[Opening SUPPLIED RECORDS section]

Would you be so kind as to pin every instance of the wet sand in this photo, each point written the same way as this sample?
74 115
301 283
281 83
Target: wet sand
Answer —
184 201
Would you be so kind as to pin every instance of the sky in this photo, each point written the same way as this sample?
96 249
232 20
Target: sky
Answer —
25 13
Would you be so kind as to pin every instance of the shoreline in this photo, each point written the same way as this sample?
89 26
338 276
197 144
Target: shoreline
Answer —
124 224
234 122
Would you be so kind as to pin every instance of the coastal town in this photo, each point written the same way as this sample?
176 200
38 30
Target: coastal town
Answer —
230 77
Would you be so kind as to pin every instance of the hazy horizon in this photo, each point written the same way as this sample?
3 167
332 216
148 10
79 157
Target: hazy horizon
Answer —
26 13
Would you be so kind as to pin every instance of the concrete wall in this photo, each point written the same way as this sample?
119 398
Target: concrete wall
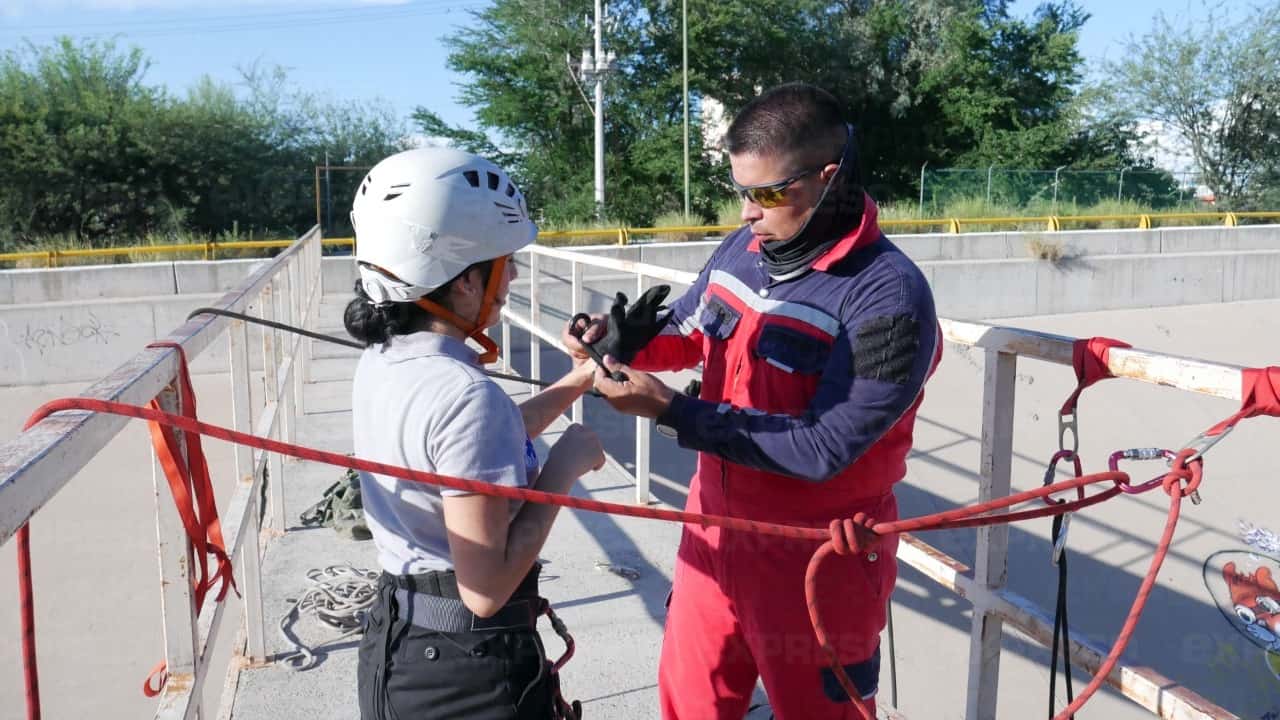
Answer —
50 333
141 279
56 342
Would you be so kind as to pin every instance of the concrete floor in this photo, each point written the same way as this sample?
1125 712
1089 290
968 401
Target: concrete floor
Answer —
96 541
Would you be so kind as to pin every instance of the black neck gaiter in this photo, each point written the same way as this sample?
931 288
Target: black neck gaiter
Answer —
837 213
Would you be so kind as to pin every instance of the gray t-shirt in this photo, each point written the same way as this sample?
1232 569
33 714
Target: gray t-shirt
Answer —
423 402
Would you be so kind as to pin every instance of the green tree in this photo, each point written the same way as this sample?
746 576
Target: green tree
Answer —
937 81
76 151
1216 83
87 149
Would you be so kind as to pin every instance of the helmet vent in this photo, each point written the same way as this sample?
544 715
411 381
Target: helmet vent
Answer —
511 214
396 191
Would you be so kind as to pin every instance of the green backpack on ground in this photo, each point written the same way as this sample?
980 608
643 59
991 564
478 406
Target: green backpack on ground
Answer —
341 509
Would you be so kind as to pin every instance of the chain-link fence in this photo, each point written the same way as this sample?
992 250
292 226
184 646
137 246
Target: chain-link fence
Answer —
1059 191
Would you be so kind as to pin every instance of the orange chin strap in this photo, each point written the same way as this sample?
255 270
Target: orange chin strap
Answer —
472 327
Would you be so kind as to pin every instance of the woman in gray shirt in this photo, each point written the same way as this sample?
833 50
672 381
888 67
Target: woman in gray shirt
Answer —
452 634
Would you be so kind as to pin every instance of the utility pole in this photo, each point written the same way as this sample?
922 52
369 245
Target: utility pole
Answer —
684 50
595 68
328 191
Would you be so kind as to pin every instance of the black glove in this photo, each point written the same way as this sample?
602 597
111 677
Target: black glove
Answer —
631 328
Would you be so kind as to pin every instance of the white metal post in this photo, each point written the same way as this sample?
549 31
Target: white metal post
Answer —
284 342
575 308
684 65
297 309
991 566
641 437
599 110
275 468
248 563
535 317
173 548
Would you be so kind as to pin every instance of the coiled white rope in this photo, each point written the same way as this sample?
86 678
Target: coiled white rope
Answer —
338 596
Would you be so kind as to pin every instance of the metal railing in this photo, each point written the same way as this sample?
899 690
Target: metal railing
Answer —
984 584
626 236
39 463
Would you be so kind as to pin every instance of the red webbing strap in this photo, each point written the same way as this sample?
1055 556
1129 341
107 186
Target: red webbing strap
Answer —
1261 393
1089 359
193 497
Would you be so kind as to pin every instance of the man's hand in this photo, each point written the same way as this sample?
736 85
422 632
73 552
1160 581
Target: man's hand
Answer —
641 395
598 328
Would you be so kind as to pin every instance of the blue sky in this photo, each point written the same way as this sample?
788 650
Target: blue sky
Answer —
362 49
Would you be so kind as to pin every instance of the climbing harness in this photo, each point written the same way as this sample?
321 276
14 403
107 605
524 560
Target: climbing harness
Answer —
851 536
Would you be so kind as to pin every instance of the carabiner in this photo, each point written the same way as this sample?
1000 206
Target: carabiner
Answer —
1202 442
1139 454
1068 422
1052 470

[Closing SUPPLIED RECORDS section]

ACTION ITEM:
Exactly as given, transcribe every line of the data, but not its images.

EXERCISE OUTPUT:
Would you be so kind as to pin every instance of the wet sand in this photo, each point written the same way as this sample?
74 115
301 283
281 83
Target: wet sand
Answer —
184 201
Would you be so kind as to pin every instance of the sky in this photo, each point written the same way as this sample?
96 249
232 20
Target: sky
Answer —
25 13
Would you be so kind as to pin every instance of the shoreline in this photo, each point written the same way as this sample?
89 26
338 276
197 144
Target: shoreline
Answer —
124 224
234 122
Would you be so kind as to pin every instance of the coastal town in this photo, each point written the same way as this sample?
176 200
38 30
Target: coastal town
Answer —
230 77
Would you be so kind as to pin every instance of the hazy horizon in this photo, each point written the same way as this sample?
3 167
332 216
148 10
79 157
Target: hazy horizon
Answer —
26 13
Would you be so kind as to pin every instance of the concrete wall in this photo, each point written the same way as this sample?
119 398
Target: concrete wall
Answer —
50 333
141 279
56 342
Would you be so kind as to pin every instance of the concrete floor in this photo, each point written the same way as this sample?
1125 712
1089 290
968 401
Target: concrete floor
Answer —
96 541
Would you be so kind as to pin every instance of the black neck gaiter in this photo, each point written the same way as this sample?
931 288
Target: black neck gaiter
Answer —
837 213
Would you be so kind as to pin every instance of the gray t-shirt in this photo, each point written the same way as this sample?
1232 569
33 714
Target: gray t-shirt
Answer —
423 402
Would you be so kind as to pin every instance of the green tree in this photo, each point written the same way as this sample?
746 576
Target: green tree
Answer —
937 81
76 151
1216 83
87 149
Would you be so kind as to pin every instance of the helmet vent in this photo, each point written the same way as this sample?
544 715
411 381
Target: helmet vent
Answer —
511 214
396 191
Would you be so kind as to pin every instance of the green backpack on ground in this photo, each point written the same way as this sample?
980 608
643 59
991 564
478 406
Target: green backpack on ground
Answer —
341 509
Would you be so kind as to pin every instance of the chain-link fence in this photo, each point written the same way as this sample?
992 250
292 226
184 646
137 246
Target: chain-link fence
Answer —
1059 191
Would you be so kind as to pin every instance of the orange chin strap in this photo, each point written the same way as this sample?
255 270
Target: orange chin strap
Answer —
472 327
Would you be so kind as to pin every instance of the woman in gray shirt in this photo, each point written the same way as this sample?
833 50
672 381
888 67
Target: woman in gray shirt
Answer —
452 634
Would you be so kind as to pin every instance of the utility pole in this photo, each point written the same way as this sample?
922 52
369 245
Target: utility pole
Answer —
684 50
595 68
328 191
Would you be so kind as to pin every instance of the black glove in this photo, each point written the same way as this sample?
602 597
111 677
Target: black glove
Answer —
631 328
Would you be so kind as to pin every instance of the white metal post in this photo, each point written the same way as this sample?
549 31
Target: white metal post
Answer —
284 342
575 308
684 65
297 309
991 566
641 437
599 110
275 468
248 563
535 317
173 548
Would you be so kind as to pin every instance of the coiled white rope in this photo, each point written the same way as this sample?
86 678
Target: coiled white rope
Answer —
338 596
Would you be so kind as to pin every instance of the metal railing in this photo, each point written the same way as this sample?
899 690
Target: metal railing
Answer —
984 584
626 236
39 463
Would you be so kind as to pin every instance of the red webbing strap in this photo, each point written the same way as this sample?
1055 556
1129 341
107 186
Target: red webbing strap
Answer —
1261 393
1089 359
193 497
Would you be so kind as to pin every instance of the man's hand in this photo, each point written the same way as this sample?
736 85
422 632
73 552
1160 581
Target: man's hand
Answer —
641 395
598 328
Would you be so kind as to pin every instance of the blue sky in this photo, each point written the same way as this sample?
788 650
Target: blue sky
Answer —
362 49
Would you be so kind as to pin every instance of the climbing harness in this photo, each point written the same way as this sample?
321 276
14 403
107 605
524 560
Target: climbing harness
Answer —
851 536
Would you be so kind as to pin every instance of the carabiner in this photo, each point written the same way as this sample?
1000 206
Target: carabiner
Answer —
1202 442
1139 454
1068 422
1052 470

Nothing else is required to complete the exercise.